- _YOUR GOAL_
Could you return every line of the material below word for word, leaving out the pictures?

-- -- --

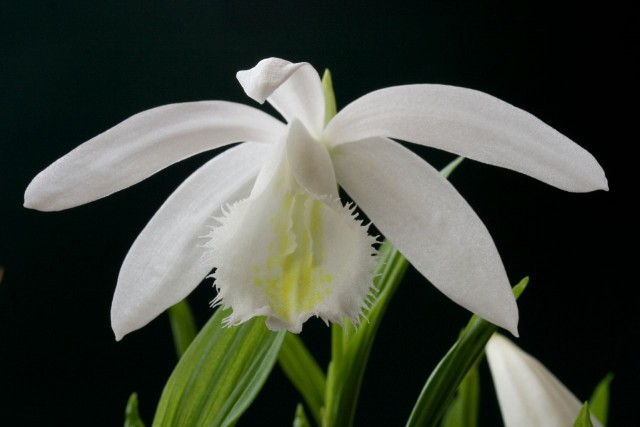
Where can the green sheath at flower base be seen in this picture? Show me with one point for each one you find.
(584, 417)
(183, 327)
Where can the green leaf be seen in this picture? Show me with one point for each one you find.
(183, 326)
(219, 375)
(447, 170)
(463, 411)
(303, 371)
(330, 108)
(443, 382)
(131, 414)
(599, 402)
(584, 417)
(301, 418)
(351, 347)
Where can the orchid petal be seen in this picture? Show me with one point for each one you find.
(529, 395)
(471, 124)
(165, 263)
(424, 216)
(295, 90)
(141, 146)
(281, 254)
(310, 162)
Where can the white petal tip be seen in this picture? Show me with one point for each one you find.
(263, 79)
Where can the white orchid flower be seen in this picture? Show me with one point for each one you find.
(529, 395)
(285, 247)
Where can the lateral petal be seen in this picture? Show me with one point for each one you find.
(424, 216)
(471, 124)
(141, 146)
(529, 395)
(165, 262)
(295, 90)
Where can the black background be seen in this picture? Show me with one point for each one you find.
(71, 70)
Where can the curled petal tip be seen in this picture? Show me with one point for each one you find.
(267, 76)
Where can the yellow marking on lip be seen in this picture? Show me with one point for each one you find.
(293, 278)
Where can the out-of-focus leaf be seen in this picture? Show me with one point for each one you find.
(447, 170)
(441, 386)
(599, 402)
(463, 411)
(303, 371)
(219, 375)
(131, 414)
(183, 327)
(584, 417)
(351, 347)
(301, 418)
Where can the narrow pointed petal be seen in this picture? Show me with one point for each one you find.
(165, 263)
(310, 162)
(424, 216)
(474, 125)
(295, 90)
(141, 146)
(529, 395)
(287, 255)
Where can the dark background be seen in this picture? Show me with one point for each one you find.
(71, 70)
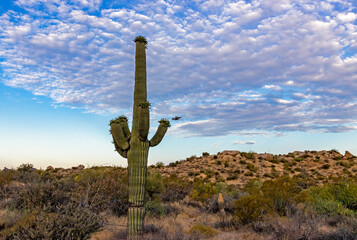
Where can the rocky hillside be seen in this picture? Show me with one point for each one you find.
(235, 167)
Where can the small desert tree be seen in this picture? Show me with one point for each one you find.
(135, 145)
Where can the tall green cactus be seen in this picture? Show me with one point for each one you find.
(135, 145)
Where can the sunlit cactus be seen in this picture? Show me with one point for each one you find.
(135, 145)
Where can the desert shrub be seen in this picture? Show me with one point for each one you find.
(25, 167)
(5, 177)
(242, 162)
(40, 194)
(333, 199)
(325, 166)
(252, 167)
(175, 188)
(345, 192)
(300, 225)
(203, 230)
(159, 164)
(248, 155)
(104, 189)
(205, 154)
(340, 234)
(202, 191)
(191, 158)
(249, 209)
(281, 193)
(154, 208)
(70, 221)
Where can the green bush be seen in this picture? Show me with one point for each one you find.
(249, 209)
(252, 167)
(70, 221)
(205, 154)
(281, 193)
(175, 188)
(203, 191)
(202, 230)
(339, 198)
(248, 155)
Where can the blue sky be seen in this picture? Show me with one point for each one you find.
(262, 75)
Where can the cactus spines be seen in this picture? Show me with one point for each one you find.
(135, 145)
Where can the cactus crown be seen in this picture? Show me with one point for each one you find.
(119, 119)
(141, 39)
(165, 122)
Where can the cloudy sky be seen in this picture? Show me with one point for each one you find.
(262, 75)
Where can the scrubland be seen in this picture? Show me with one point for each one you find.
(300, 195)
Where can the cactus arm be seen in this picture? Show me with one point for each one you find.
(118, 136)
(160, 133)
(122, 153)
(125, 127)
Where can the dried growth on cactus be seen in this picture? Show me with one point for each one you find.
(134, 145)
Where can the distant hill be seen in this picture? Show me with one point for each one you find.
(235, 167)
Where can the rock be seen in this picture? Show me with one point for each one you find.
(348, 155)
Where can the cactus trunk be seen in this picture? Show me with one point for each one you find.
(134, 145)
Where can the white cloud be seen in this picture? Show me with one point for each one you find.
(245, 143)
(210, 61)
(347, 17)
(273, 87)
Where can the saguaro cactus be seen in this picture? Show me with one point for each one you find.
(135, 145)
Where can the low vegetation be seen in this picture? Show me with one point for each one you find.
(92, 203)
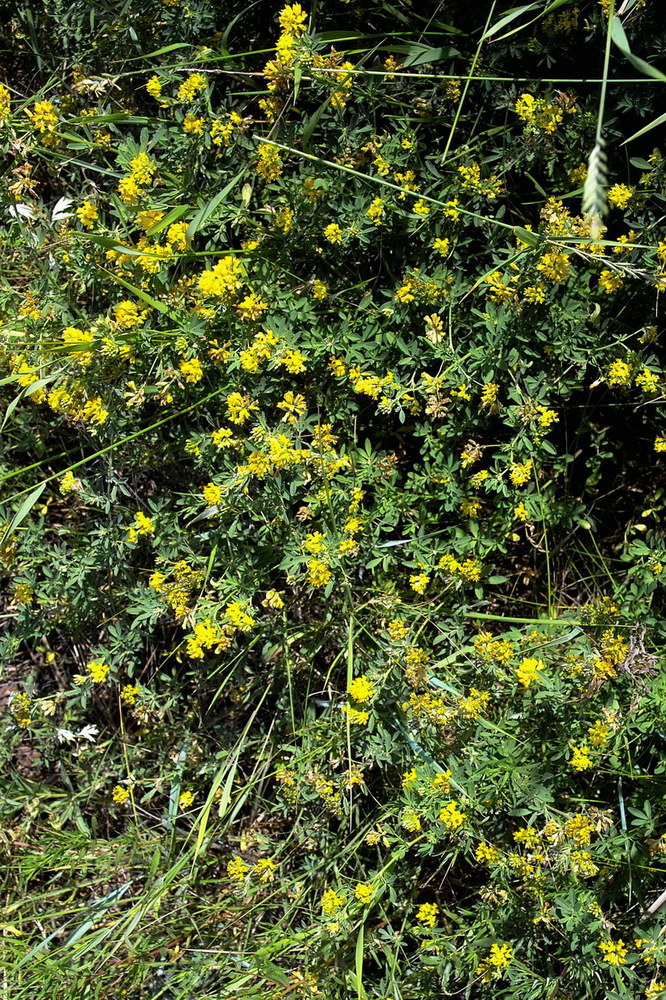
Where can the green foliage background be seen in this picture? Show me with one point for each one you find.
(332, 491)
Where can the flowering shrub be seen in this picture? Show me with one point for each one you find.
(332, 485)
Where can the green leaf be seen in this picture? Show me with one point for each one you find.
(207, 210)
(620, 38)
(172, 216)
(646, 128)
(23, 511)
(144, 296)
(358, 963)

-- -- --

- _THE OUTPUT_
Where can the green sheath at flower base be seen in this picture? Show me with one point for each one you find.
(584, 417)
(183, 327)
Where can the green leaf be seen in this picture? Show me with one point for each one you find.
(183, 326)
(219, 375)
(447, 170)
(463, 411)
(303, 371)
(330, 108)
(443, 382)
(131, 414)
(599, 402)
(584, 417)
(301, 418)
(351, 347)
Where can the orchid petal be seen in this picture? Show me with one point for each one you find.
(529, 395)
(471, 124)
(165, 263)
(424, 216)
(295, 90)
(141, 146)
(281, 254)
(310, 162)
Where can the white petal tip be seen in this picture? Show me with one point for each one you find.
(263, 79)
Where can the white orchid flower be seen in this picture? Show me with one point for each one you find.
(529, 395)
(285, 247)
Where can the lateral petal be seen in this picture? Show me with one point for each one you find.
(424, 216)
(471, 124)
(141, 146)
(529, 395)
(165, 262)
(295, 90)
Where can the black background be seen in this picture? Show me with one point for each one you find.
(71, 70)
Where can the curled petal tip be seen in this picture? Show me with one point for each one you find.
(267, 76)
Where can the yellow marking on lip be seen in this picture? Show me with one point for each one you find.
(293, 278)
Where can the out-of-focus leaf be seen in this picture? Show me with one point for each one you find.
(447, 170)
(441, 386)
(599, 402)
(463, 411)
(303, 371)
(219, 375)
(131, 414)
(183, 327)
(584, 417)
(351, 347)
(301, 418)
Where can the narrow pointed petal be seen in this picture? Show me with one point for each one you find.
(165, 263)
(310, 162)
(424, 216)
(474, 125)
(295, 90)
(141, 146)
(529, 395)
(287, 255)
Where can the dark background be seen in this picture? Show me with one point for each one you find.
(71, 70)
Where can the rocky hillside be seen in this picture? Show me with one point for each one you find.
(235, 167)
Where can the small desert tree be seen in this picture? Show me with one point for each one you find.
(135, 145)
Where can the tall green cactus be seen in this picture? Show me with one point for each one you find.
(135, 145)
Where can the sunlit cactus be seen in this picture? Show me with one point for each one you find.
(135, 145)
Where can the desert shrub be seen in this picture? Show me with one point for each one you find.
(25, 167)
(5, 177)
(242, 162)
(40, 194)
(333, 199)
(325, 166)
(252, 167)
(175, 188)
(345, 192)
(300, 225)
(203, 230)
(159, 164)
(248, 155)
(104, 189)
(205, 154)
(340, 234)
(202, 191)
(191, 158)
(249, 209)
(281, 193)
(154, 208)
(70, 221)
Where can the green bush be seen in this picture? Show me with one point for each one you find.
(249, 209)
(252, 167)
(70, 221)
(205, 154)
(281, 193)
(175, 188)
(203, 191)
(202, 230)
(339, 198)
(248, 155)
Where can the blue sky be seen in this picture? Show me with one point for each one you find.
(262, 75)
Where can the cactus spines be seen in this picture? Show me with one point for each one you find.
(135, 145)
Where can the cactus crown be seen in this picture? Show me with one point for each one you find.
(119, 119)
(141, 39)
(165, 122)
Where can the cloudy sky be seen in this picture? Show me with one point for each one you find.
(262, 75)
Where can the scrubland be seen in this picture? Show me with one point for each one you find.
(300, 195)
Where can the cactus arm be seen in this picture? Show me with one point for each one you find.
(118, 136)
(160, 133)
(122, 153)
(125, 127)
Where can the dried growth on cactus be seen in this picture? Show me with one point for each one you find.
(134, 145)
Where can the distant hill be seen in this picture? Show me with one point for each one you find.
(235, 167)
Where can the rock be seen in this picture? Show me with one point for each one you find.
(348, 155)
Where can the cactus trunk be seen in this picture? Show me with one point for each one you find.
(134, 145)
Where can the white cloud be seen in this picture? Show me with one point for each one you find.
(245, 143)
(210, 61)
(347, 17)
(273, 87)
Where can the saguaro cactus be seen in this picture? Show me with one point for each one you find.
(135, 145)
Where can the low vegetation be seen in this picture? Show me with one point for each one you find.
(92, 203)
Where can the green foliage background be seen in this picture? Show me with one point for each one you find.
(332, 491)
Where can the flowering shrub be seen in this picture? Show me with one point for each one you find.
(332, 485)
Where can the green leaf be seen in this picture? Show me with one point for each one you find.
(207, 210)
(620, 38)
(172, 216)
(646, 128)
(23, 511)
(144, 296)
(358, 963)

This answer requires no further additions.